**Passage shown**
So when you see that more than a third of Americans are currently obese, scientists like Mike Skinner and his associates at Washington State University started to wonder if the DDT that their grandmothers were exposed to played a role.
After much study, Skinner's group and others theorized that DDT and other obesogens like dicyclohexyl phthalate (a plasticizer), and various pesticides are influencing our endocrine systems adversely. While some obesogens like DDT seem to reach across the generations to tap unfortunate offspring with the fat wand, other obesogens seem to have a direct fat-causing effect on exposed individuals.
How Exactly Do Obesogens Cause Fatness?
It seems that obesogens in general activate the glucocorticoid receptor and promote fat cell differentiation and the build-up of lipids. In other words, they muck up insulin signaling and cause fat cells to become insulin resistant so that when obesogen-exposed animals are fed a high-fat diet, they handle calories differently – they get fatter faster.
Another fat-growing mechanism involves obesogen-activation of a fatty acid receptor called PPARy, which is the master regulator of fat-cell development. And you can't forget the estrogen-mimicking component of some of these obesogens. They cause fat to accrue through different pathways and could be responsible for "man boobs" and/or the inability to get ripped.
To compound the problem, these chemicals establish homesteads in fat cells and refuse to leave... at least not until you lose an appreciable amount of body fat, which releases some of these chemicals back into the bloodstream (which could potentially be problematic on a whole other front, least of all from starting the whole fat-accruing cycle all over again). Put it all together and it spells fatness.
How to Protect Yourself (At Least a Little)
These chemicals don't break down, at least not without divine intervention. They're in the air and water and they travel unimpeded around the world.
They're found in flame-retardants in mattresses and pillows. They're in your computer, in the wall insulation, the insides of cans, and the lining of microwave popcorn bags. They're floating in the air, clinging to dust particles. Screw it, they're everywhere.
There are things you can do to reduce your exposure, though. While following everything on the list below would require you to revert to a pre-pre-industrial lifestyle where you eschew clothing, soap, and man-made materials in general and sit naked in a field picking insect vermin out of your graying pubes until you die, doing a few of them might serve you, and definitely your offspring, well.

**Data to examine**
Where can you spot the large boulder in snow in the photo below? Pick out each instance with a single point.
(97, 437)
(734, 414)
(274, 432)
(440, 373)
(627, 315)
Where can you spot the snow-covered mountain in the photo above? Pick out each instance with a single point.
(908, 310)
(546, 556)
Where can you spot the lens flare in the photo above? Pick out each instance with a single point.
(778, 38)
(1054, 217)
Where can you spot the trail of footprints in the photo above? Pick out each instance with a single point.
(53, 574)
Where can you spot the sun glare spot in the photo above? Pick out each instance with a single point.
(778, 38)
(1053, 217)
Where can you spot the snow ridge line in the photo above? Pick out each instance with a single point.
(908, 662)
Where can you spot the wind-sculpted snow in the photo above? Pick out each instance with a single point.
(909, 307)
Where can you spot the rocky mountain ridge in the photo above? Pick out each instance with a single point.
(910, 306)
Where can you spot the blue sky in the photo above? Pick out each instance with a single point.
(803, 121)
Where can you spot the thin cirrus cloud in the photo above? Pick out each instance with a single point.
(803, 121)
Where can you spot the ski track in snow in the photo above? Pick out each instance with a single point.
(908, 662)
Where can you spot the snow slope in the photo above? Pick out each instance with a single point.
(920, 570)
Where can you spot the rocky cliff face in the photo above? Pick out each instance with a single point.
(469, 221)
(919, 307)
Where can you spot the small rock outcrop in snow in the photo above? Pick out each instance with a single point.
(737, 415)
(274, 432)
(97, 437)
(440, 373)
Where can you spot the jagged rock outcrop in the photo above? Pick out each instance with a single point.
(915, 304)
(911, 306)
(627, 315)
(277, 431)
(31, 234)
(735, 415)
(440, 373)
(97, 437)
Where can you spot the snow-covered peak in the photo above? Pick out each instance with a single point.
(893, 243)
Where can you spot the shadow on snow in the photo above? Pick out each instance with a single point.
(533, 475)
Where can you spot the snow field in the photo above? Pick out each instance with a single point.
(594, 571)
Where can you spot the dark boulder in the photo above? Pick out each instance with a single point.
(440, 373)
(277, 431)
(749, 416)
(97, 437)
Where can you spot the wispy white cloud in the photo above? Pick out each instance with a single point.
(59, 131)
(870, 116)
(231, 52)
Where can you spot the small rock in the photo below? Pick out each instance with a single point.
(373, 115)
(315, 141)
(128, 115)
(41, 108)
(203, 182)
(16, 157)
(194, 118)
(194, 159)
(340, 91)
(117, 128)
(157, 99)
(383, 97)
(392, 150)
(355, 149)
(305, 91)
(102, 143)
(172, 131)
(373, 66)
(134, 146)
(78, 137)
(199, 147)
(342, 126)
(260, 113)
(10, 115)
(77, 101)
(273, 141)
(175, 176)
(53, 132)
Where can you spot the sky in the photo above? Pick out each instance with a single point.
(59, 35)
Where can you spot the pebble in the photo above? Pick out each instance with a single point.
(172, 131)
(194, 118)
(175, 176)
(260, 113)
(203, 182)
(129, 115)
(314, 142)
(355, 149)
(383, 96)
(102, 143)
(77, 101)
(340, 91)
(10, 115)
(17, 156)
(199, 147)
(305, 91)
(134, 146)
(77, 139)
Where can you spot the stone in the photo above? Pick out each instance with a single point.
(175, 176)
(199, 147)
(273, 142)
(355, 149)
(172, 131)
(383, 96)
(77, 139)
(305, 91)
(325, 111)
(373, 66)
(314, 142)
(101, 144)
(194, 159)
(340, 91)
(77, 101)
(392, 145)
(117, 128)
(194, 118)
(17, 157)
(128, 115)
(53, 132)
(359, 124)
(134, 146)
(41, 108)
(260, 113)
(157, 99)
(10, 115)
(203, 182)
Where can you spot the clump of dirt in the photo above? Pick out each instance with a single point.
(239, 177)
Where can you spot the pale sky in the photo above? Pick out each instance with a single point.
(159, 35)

**Tasks to carry out**
**a.** According to the passage on obesogens, which receptor is the master regulator of fat-cell development?
**b.** From the passage on obesogens, set down everything from "So when you" down to "Obesogens Cause Fatness?".
**c.** Take the passage on obesogens further, picking up after its last sentence.

**Per-task answers**
**a.** A fatty acid receptor called PPARy.

**b.**
So when you see that more than a third of Americans are currently obese, scientists like Mike Skinner and his associates at Washington State University started to wonder if the DDT that their grandmothers were exposed to played a role.
After much study, Skinner's group and others theorized that DDT and other obesogens like dicyclohexyl phthalate (a plasticizer), and various pesticides are influencing our endocrine systems adversely. While some obesogens like DDT seem to reach across the generations to tap unfortunate offspring with the fat wand, other obesogens seem to have a direct fat-causing effect on exposed individuals.
How Exactly Do Obesogens Cause Fatness?

**c.**
- Avoid using pesticides in your yard.
- Remove your shoes when you come in the door so you don't track pesticides and other chemicals into your house.
- Clean and dust surfaces often. Mop the floor regularly. (And don't let Junior crawl around on the floor until you do.)
- Avoid air fresheners, fabric softeners, and personal care products that contain phthalates.
- Don't buy non-stick cookware. Choose cast iron or stainless steel.
- Don't eat store-bought microwave popcorn as the bags are lined with the obesogen PFOA. (Here's how to make popcorn and avoid the chemical-lined bags: The Healthiest Snack Food.)
- Don't store food in plastic containers. Use glass instead.
- Avoid eating foods that come wrapped in plastic.
- Try to buy organic food (many fungicides and insecticides are obesogens).
- Don't buy toys made with phthalates. Watch out for words like vinyl or PVC and the #3 recycling code. Watch out for a plasticky smell.
- Avoid stain and water-protecting treatments on furniture and carpets.
- Use natural cleaning products in your home.
- Work up a sweat as often as possible, as this helps rid the body of any recently acquired obesogens that have yet to establish residence in fat cells.
- Michele La Merrill, Claude Emond, et al., " Toxicological Function of Adipose Tissue: Focus on Persistent Organic Pollutants. " Environ Health Perspect. 2013 Feb; 121(2): 162–169.
- Grens, Kerry, "Obesogens – Low doses of environmental chemicals can make animals gain weight. Whether they do the same to humans is a thorny issue." The Scientis, November 1, 2015.